[Stored data entries]
━━━━━━
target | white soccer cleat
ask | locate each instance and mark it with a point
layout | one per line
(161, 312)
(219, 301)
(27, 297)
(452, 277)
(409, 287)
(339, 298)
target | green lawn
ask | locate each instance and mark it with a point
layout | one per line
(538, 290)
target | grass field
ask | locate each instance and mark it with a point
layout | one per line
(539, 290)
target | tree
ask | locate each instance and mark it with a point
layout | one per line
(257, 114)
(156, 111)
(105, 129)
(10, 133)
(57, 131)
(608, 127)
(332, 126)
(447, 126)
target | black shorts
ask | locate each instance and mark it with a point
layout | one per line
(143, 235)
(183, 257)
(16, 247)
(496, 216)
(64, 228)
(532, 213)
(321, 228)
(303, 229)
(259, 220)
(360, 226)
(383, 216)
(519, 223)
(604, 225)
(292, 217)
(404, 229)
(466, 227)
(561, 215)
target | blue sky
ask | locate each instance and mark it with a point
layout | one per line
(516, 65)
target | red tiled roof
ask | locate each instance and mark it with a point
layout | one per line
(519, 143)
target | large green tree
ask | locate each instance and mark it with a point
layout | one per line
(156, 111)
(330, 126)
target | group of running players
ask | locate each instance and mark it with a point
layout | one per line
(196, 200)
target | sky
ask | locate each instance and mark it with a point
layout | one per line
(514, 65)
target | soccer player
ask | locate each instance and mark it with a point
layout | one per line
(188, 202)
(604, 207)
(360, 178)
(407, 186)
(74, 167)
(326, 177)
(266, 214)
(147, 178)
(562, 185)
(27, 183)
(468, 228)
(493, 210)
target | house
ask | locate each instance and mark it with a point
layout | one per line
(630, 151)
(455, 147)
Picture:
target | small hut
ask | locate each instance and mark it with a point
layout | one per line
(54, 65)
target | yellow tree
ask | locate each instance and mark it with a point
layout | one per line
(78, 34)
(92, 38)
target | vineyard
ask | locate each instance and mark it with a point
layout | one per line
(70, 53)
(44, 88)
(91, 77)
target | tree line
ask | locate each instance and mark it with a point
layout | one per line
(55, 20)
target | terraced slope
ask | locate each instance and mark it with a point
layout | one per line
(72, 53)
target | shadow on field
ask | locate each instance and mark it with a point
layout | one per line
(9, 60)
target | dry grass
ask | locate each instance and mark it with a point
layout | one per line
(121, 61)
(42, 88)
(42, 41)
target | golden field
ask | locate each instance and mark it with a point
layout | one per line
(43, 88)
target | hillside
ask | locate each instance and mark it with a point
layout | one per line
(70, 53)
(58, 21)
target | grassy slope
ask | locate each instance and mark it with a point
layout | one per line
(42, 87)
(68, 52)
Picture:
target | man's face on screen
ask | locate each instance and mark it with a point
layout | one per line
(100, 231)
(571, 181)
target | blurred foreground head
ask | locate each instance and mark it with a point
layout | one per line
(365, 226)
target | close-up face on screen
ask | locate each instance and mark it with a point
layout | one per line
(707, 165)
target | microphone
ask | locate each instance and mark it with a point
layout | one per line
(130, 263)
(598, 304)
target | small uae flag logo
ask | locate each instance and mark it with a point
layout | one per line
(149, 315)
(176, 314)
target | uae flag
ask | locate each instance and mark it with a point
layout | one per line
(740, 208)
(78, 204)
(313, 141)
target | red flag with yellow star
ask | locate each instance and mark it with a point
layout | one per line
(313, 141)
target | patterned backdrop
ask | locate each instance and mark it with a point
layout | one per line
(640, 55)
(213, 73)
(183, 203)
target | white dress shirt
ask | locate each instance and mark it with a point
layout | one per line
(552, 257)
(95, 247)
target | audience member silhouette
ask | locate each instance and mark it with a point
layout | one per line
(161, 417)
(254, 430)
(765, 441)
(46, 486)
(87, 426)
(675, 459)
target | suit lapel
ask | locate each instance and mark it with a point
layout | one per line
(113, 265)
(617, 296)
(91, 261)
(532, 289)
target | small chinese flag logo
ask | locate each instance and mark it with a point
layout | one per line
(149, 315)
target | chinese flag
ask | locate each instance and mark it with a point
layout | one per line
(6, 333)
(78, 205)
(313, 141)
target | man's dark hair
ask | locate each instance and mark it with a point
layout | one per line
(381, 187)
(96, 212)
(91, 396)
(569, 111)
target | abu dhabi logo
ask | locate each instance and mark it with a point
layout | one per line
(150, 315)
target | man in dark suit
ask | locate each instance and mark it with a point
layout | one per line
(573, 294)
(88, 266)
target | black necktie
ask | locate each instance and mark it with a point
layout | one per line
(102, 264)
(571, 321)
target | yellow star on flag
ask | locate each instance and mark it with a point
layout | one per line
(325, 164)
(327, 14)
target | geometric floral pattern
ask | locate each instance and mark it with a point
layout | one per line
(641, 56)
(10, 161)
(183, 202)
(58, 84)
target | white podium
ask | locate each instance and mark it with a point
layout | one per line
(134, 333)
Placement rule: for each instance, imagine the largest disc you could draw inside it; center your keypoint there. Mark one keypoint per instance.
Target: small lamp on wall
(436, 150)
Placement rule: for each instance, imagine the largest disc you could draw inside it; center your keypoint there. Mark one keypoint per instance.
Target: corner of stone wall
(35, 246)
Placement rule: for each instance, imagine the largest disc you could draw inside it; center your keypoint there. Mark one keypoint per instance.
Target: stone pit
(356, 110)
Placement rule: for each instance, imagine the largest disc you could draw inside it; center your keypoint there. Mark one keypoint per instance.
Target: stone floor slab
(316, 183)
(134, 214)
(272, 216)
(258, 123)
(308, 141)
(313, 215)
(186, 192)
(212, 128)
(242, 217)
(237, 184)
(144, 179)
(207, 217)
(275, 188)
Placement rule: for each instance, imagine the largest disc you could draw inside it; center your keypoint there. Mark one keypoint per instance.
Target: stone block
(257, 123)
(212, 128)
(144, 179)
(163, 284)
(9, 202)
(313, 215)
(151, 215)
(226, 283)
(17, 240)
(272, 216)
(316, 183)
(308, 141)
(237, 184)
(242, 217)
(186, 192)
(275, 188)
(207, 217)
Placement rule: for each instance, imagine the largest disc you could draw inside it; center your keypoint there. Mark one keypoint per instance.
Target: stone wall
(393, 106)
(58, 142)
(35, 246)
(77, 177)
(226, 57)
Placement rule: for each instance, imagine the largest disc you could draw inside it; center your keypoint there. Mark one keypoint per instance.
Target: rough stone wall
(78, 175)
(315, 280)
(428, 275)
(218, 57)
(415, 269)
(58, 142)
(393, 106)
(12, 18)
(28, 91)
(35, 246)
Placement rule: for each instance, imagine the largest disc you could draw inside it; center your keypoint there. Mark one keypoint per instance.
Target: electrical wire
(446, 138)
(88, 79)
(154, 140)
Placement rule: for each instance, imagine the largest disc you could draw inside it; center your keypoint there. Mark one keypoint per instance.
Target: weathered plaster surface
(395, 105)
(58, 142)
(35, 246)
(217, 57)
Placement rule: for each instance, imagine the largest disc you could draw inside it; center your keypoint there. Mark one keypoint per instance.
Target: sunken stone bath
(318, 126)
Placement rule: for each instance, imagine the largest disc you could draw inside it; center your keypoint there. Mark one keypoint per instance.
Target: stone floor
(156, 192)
━━━━━━
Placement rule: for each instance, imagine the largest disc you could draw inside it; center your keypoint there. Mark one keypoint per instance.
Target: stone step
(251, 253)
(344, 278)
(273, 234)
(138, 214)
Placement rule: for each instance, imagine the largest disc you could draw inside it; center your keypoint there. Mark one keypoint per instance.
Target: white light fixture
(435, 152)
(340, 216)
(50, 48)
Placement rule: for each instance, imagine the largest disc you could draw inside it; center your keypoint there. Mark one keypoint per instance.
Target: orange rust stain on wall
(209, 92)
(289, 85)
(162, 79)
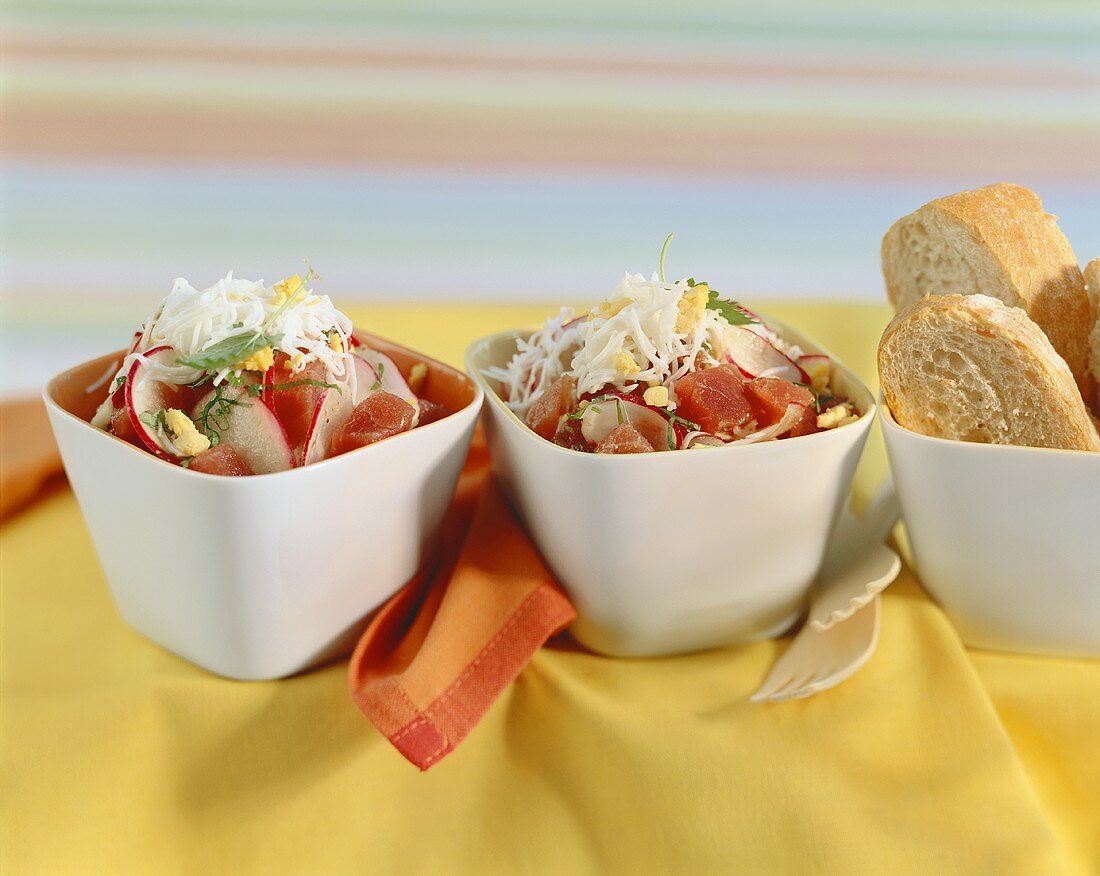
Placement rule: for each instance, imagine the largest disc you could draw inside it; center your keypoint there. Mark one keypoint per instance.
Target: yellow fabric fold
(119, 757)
━━━━━━
-- EXERCISE BRIEF --
Using the data above, reproduce exactly the lines from the line that contains "target | grass field" through the line that contains "target | large green tree", including both.

-- RESPONSE TO THE EXERCISE --
target | grass field
ask | locate each instance and mark it with a point
layout | one per line
(539, 290)
target | tree
ask | locate each instance and mark it with a point
layout | one per line
(257, 114)
(156, 111)
(105, 129)
(10, 133)
(57, 131)
(608, 127)
(332, 126)
(447, 126)
target | black shorts
ask | locate each instance and mark it with a point
layout | one per line
(143, 235)
(183, 257)
(16, 247)
(496, 216)
(64, 228)
(532, 213)
(321, 228)
(303, 229)
(259, 220)
(360, 226)
(383, 216)
(519, 223)
(604, 225)
(292, 217)
(404, 229)
(466, 227)
(561, 215)
target | blue sky
ask | locate each instance and mark it with a point
layout | one per line
(516, 65)
target | red tiled roof
ask | locate each instance and mark it with a point
layout | one per line
(519, 143)
target | large green tree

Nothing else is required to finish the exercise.